[EXTRACTO DEL DOCUMENTO]
Todo poder con vocación absolutista siente una especial debilidad por las misiones. Le cautivan, no se conciben a sí mismos sin ellas. Pongamos por ejemplo a la Iglesia: Durante mucho tiempo monopolizó el concepto gracias al cual aseguró su expansión. El vínculo es tan estrecho que cuatro de las diez acepciones de la palabra misión que figuran en el DRAE están directamente relacionadas con ella.
Otro caso emblemático es el militar. Casi toda su operativa de define en misiones, con objetivos claros, planes de contingencia y un comprobado apego a su cumplimiento, al punto de que casi siempre la meta justifica los medios. Pero un ejemplo especialmente curioso, es el de las revoluciones jóvenes y de aquellos gobiernos que surgen de ellas, da igual que catapultados por la euforia, como los que florecen en la Europa del este, o como fruto de la frustración de los pueblos, como los que se expanden por el tercer mundo. En todo caso, éstos ven en las misiones una forma de actuación rápida, socialmente contagiosa y de supervisión desinhibida.

[OBJETIVOS]
1. ¿Cómo se traduce al inglés esta oración del texto sobre las misiones: «Todo poder con vocación absolutista siente una especial debilidad por las misiones»?
2. Prosigue el texto sobre las misiones a partir de su última oración.

[REGISTROS DE DATOS]
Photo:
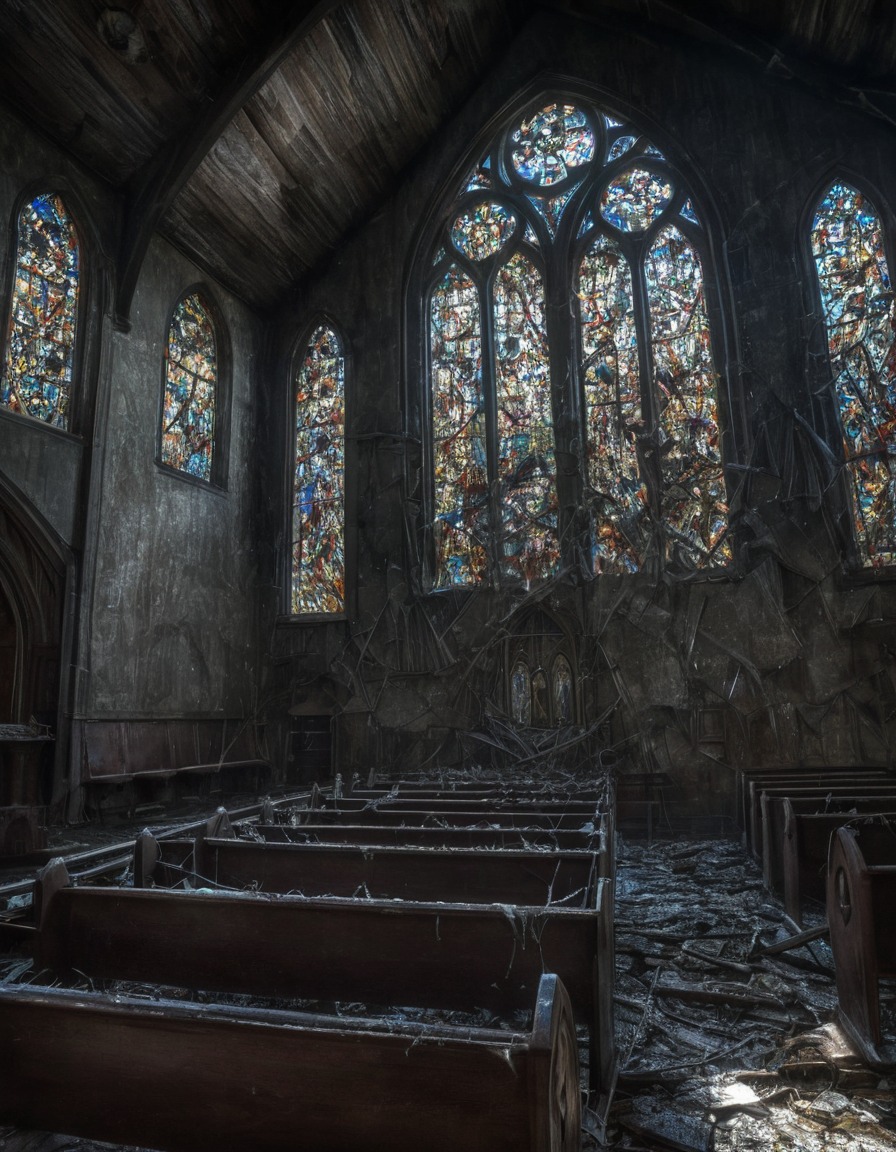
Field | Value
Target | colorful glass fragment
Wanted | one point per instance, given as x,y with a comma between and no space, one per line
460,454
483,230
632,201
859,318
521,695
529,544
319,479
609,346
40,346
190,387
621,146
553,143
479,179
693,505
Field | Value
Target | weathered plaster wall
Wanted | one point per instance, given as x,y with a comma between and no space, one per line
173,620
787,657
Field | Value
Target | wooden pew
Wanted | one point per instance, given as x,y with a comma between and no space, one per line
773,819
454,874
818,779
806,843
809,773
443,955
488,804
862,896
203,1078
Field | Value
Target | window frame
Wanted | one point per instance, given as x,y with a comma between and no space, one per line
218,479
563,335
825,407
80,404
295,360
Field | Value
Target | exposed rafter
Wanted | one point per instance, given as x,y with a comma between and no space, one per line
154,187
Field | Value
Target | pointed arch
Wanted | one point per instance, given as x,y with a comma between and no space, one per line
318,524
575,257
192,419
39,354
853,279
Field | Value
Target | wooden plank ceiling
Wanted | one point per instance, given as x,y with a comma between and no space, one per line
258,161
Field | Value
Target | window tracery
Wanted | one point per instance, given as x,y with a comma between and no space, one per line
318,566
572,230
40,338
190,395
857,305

* * *

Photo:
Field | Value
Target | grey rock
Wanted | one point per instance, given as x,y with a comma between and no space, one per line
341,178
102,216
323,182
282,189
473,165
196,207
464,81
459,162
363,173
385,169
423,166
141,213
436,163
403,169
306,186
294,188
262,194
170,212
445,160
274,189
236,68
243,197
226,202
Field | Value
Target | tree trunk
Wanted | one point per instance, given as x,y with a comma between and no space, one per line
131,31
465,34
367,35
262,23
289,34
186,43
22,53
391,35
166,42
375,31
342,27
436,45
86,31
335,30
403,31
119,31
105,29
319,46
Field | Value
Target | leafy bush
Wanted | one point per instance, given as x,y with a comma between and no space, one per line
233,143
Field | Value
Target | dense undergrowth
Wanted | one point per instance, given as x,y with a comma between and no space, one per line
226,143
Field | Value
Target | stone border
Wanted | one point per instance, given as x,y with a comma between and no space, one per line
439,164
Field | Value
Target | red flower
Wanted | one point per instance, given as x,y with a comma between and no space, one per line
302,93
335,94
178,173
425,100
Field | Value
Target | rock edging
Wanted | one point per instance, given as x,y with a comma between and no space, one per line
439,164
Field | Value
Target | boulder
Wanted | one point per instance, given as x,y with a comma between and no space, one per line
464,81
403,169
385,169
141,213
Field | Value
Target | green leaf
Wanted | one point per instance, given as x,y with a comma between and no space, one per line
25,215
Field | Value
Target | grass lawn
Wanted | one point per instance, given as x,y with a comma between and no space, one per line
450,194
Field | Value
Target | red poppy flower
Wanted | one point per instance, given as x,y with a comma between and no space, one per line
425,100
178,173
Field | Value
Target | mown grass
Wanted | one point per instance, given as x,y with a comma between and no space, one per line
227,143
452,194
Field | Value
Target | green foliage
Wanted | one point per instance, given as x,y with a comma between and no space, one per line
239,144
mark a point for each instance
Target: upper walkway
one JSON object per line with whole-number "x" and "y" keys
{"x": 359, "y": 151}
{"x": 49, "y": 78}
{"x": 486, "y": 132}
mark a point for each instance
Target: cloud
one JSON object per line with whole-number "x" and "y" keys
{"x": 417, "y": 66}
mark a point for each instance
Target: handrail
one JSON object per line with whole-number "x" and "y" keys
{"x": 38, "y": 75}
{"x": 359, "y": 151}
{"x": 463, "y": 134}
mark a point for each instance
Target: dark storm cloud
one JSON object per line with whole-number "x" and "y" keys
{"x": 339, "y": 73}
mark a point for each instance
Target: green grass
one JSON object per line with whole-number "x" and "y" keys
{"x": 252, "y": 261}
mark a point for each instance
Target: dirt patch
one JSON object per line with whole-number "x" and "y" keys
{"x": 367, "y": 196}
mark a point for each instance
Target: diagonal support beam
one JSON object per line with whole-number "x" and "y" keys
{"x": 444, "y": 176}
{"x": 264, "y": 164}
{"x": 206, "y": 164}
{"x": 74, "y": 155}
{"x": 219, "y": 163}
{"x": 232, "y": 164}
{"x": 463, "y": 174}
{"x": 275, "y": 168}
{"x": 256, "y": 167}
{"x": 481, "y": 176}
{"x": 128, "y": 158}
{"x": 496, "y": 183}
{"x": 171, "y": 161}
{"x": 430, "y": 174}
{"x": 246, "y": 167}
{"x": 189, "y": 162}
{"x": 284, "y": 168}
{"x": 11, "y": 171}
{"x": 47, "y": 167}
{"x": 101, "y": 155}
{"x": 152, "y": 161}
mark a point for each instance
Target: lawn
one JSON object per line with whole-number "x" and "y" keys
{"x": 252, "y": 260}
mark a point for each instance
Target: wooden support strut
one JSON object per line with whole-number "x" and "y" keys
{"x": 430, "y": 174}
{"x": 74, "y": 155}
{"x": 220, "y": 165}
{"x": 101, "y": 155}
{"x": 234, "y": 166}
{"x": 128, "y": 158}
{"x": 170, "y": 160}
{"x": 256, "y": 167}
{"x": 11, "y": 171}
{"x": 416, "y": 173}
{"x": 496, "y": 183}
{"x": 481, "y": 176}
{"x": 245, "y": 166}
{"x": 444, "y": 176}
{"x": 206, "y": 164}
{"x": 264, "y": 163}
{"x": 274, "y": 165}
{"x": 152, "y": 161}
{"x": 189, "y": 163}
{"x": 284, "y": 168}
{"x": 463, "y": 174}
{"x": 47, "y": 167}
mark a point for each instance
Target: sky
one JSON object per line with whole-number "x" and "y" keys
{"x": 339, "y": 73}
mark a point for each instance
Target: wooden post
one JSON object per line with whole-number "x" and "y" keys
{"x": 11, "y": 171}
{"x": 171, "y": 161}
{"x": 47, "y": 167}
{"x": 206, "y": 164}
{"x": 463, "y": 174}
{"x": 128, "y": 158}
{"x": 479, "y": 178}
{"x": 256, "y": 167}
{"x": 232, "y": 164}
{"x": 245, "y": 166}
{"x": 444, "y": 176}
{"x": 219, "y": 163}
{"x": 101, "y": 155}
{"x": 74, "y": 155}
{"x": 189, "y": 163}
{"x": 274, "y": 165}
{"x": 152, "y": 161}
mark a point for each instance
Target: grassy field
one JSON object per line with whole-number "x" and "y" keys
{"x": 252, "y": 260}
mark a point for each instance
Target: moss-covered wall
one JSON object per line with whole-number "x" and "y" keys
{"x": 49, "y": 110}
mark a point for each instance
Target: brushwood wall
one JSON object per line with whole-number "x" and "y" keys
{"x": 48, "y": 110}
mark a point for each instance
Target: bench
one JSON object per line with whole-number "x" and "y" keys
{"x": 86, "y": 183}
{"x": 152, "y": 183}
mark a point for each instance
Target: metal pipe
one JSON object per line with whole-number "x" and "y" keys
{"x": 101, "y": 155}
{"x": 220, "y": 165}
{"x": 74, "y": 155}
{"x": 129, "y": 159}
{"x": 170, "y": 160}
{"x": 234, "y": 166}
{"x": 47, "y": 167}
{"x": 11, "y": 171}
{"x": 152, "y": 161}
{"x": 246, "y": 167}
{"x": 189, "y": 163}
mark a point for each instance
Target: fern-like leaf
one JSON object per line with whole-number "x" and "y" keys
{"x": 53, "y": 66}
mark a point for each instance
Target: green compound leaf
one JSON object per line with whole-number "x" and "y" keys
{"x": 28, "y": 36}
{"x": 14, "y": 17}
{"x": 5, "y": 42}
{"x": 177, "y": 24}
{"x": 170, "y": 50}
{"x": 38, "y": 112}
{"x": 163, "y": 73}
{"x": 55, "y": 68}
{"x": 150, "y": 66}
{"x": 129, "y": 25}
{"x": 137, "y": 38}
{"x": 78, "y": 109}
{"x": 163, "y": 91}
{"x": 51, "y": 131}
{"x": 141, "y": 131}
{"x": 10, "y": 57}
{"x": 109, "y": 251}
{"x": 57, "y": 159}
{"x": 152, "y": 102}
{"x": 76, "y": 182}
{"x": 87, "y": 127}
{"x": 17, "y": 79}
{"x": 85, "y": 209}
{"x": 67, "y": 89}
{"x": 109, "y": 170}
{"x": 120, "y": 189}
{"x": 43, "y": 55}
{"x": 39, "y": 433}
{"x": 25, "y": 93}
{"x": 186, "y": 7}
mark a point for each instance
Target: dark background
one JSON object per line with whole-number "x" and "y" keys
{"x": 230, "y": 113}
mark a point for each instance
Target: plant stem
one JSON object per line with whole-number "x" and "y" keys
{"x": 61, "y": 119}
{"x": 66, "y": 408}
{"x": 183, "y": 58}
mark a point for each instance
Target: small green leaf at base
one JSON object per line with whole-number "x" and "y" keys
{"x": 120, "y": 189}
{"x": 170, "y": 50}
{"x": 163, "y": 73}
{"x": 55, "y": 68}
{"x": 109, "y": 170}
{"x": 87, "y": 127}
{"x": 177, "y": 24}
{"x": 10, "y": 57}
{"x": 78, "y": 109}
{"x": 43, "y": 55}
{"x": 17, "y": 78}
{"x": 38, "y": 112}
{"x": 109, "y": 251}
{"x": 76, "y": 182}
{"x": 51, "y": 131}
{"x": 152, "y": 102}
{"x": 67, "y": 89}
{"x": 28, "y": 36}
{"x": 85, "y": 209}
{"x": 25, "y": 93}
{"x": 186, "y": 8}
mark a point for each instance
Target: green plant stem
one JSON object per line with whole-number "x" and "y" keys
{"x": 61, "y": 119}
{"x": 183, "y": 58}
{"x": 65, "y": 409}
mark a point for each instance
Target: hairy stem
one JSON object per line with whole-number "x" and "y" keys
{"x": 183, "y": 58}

==

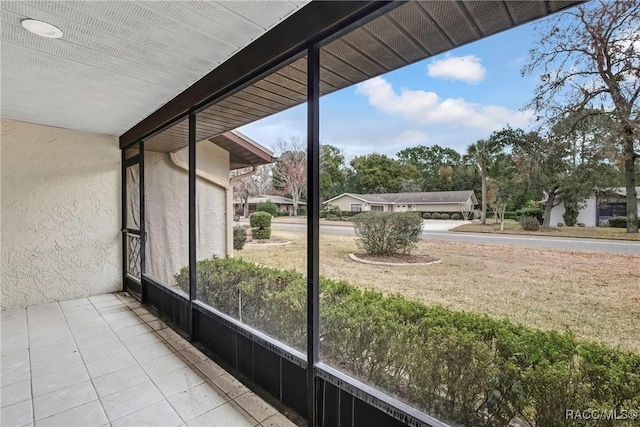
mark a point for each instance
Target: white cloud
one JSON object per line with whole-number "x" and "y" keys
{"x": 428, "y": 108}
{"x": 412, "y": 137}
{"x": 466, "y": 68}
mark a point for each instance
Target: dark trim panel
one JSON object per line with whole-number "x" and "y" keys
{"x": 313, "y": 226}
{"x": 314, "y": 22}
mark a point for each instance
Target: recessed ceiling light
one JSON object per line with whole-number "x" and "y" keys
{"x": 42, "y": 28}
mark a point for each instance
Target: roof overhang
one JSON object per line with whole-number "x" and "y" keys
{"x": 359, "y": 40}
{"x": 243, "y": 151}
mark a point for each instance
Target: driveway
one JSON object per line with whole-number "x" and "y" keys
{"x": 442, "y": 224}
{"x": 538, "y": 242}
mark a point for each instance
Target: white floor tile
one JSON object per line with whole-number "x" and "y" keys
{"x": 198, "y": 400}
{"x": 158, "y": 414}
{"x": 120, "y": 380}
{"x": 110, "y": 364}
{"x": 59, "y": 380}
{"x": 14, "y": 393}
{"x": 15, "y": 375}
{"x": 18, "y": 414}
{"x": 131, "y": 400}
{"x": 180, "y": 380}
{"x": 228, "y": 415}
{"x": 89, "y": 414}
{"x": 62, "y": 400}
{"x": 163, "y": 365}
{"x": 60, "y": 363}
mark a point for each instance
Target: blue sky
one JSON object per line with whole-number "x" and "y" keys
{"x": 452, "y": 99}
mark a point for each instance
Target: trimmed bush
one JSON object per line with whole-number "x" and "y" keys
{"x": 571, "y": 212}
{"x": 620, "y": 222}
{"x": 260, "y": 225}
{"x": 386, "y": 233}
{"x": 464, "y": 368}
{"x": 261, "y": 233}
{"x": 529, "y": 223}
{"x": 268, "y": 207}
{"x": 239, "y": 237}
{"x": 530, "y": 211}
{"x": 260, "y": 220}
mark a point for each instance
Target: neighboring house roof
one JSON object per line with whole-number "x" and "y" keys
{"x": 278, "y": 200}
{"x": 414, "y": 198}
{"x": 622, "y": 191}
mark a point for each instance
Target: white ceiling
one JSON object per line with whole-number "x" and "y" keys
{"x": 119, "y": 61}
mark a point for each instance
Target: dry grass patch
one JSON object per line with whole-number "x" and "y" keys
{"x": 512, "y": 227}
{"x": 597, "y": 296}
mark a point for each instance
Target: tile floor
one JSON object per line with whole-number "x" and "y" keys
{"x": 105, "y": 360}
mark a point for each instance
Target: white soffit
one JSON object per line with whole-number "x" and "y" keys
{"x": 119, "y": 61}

[SOLUCIONES]
1. Every power with absolutist leanings has a particular weakness for missions.

2.
No me desagrada el concepto de misión. Recuerdo haber vivido y beneficiarme de ellas en mi infancia. Algunas resultaban intimidatorias, como aquellas de vacunación contra casi cualquier cosa, ante las que no había escapatoria porque nos hacían la emboscada en la escuela. Y otras especialmente estimulantes como las de alfabetización. De esta última me sabía hasta el himno de campaña, que terminaba con un inspirador colofón cantado a coro de cuatro voces: “¡acude, te estamos esperando!”
El gravísimo problema con las misiones es que se desvirtúan con asombrosa rapidez y se erigen como ineficiente representación de lo que debería ser la normalidad. Es decir, se olvida que la misión sólo mitiga una deficiencia estructural, no la soluciona. Algunas misiones llegan incluso a adquirir tal magnitud, que absorben y emplean ineficientemente más recursos de los que se necesitarían para corregir estructuralmente el problema por el que fueron concebidas. Pero es una tendencia harto difícil de revertir y que posee un fuerte anclaje social. En ese caso, lo sensato es intentar contribuir sugiriendo algunas misiones que aporten beneficios más duraderos.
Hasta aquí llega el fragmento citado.